● QUOTED TEXT:
────
But this summer has been much more comfortable than usual. Some friends therefore suggested we visit the zoo with them and their children, which is to be avoided on hot days, so we headed there on...what turned out to be the hottest day of the summer.

Basically, the people at the visitor's center told us, we should go see all the animals right away, because the animals are smart, and by 11:30 they would be comfortably holed up in their air-conditioned areas, whereas we would be left looking at empty enclosures and panting from the heat.

This sounded like a good plan to us. The air-conditioned part, I mean. Thus we spent 52 minutes closely studying the endangered Panamanian frog, which is a whopping 1.3 inches long and is capable of sitting still with no movement whatsoever for long periods of time (in our experience, at least 52 minutes), but which was nevertheless extremely interesting because it was in a section of the Amazonian building that had air conditioning.

Air conditioning, you might know from your knowledge of climates, is not typical of Amazonian weather in the wild. There the temperatures usually hover around 963 degrees and the humidity is like having it rain inside your sauna, only worse. And indeed, this atmosphere is re-created in most of the Amazonian building at the zoo, which keeps the animals happy but makes visitors a little testy. In recognition of this, the building designers put in a door off the main entrance that bypasses the entire steamy part of the exhibit, a fact that we regrettably did not discover until we had been in the steamy section so long we feared that, like the Panamanian frog, we would be next on the endangered list.

Scientists are studying why the Panamanian frog is disappearing at alarming rates in the wild, but it doesn't take a great brain to guess the reason. We can use these simple facts to discern the cause:

1. The frogs are disappearing from the Amazon, which as we have discussed is way hot.

2. They thrive when placed in the zoo's complimentary air-conditioned tanks. 

Ergo, the frogs have been leaving the 963-degree weather in vast numbers (according to rumors, on chartered AirPanama flights) and heading for various zoos with air conditioning.
────
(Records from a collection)

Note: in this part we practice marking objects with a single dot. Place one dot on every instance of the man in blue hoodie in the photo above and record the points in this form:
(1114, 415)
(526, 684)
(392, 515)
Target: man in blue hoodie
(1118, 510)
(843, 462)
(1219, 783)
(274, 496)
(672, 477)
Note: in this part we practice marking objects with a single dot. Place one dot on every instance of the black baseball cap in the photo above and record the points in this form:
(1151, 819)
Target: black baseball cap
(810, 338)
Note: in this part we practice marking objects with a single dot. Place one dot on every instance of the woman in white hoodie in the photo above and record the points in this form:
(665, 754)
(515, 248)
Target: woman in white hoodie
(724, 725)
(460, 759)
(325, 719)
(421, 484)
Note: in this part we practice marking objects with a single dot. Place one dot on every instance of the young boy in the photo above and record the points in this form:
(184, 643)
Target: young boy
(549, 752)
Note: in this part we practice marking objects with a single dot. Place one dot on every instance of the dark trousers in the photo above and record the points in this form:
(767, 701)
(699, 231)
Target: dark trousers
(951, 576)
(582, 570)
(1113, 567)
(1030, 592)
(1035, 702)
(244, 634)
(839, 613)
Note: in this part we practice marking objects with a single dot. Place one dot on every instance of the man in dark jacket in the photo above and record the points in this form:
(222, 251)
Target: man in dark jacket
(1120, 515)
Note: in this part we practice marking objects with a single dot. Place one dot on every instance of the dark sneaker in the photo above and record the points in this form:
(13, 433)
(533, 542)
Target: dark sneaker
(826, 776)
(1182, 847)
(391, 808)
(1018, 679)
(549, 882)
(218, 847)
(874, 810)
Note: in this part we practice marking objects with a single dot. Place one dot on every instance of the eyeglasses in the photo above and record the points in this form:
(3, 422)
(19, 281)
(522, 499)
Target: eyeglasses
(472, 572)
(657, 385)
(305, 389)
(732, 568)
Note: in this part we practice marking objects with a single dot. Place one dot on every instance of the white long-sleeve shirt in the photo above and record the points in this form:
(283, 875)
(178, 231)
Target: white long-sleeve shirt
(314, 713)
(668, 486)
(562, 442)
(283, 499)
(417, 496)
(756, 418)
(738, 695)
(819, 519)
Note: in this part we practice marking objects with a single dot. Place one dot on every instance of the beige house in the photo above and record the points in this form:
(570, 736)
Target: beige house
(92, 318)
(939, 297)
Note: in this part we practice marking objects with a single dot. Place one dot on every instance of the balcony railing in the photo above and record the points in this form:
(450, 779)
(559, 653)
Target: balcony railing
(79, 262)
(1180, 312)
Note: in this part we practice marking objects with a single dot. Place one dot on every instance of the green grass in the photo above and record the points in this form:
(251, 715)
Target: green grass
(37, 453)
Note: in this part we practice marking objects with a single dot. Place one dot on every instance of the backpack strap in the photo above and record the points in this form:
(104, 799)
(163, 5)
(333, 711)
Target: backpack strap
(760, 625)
────
● WHAT TO WORK ON:
Carry on the humorous piece about the hot-day zoo visit from the point where it ends above.

● EXERCISE ANSWER:
Now that that mystery is solved, we can start putting all the money currently going toward this issue into air-conditioning the rest of the zoo, including the entire outside.

Eventually we ran out of air-conditioned environments and were forced to stand outside to see some of the animals. A splendid male lion was sprawled among the rocks, probably pondering which of the visitors looked the most weakened from the sun and would be easy pickings. But of course we weren't too worried, because male lions do not kill prey themselves. They depend on the womenfolk to do it for them*, and Mrs. Lion was, as any other wise female would be on such a sultry day, no doubt at a spa getting her nails done.

There was some dissension among us at the bear exhibit as to whether there was an actual bear in it. The discussion went something like this:

"There's a bear, right there!" [The rest of us squint at what appears to be a shadow in a cave-like opening.]

"No, it's just a shadow."

"No, it's a bear!"

This went on, with minor variations, for some time, until we really didn't care whether the shadow was a bear or a shadow or even an endangered Panamanian frog. But if the frog knew what was good for it, it would stay in the air conditioning.

________
*I will not, although it is tempting, generalize these facts to any other species that include a male.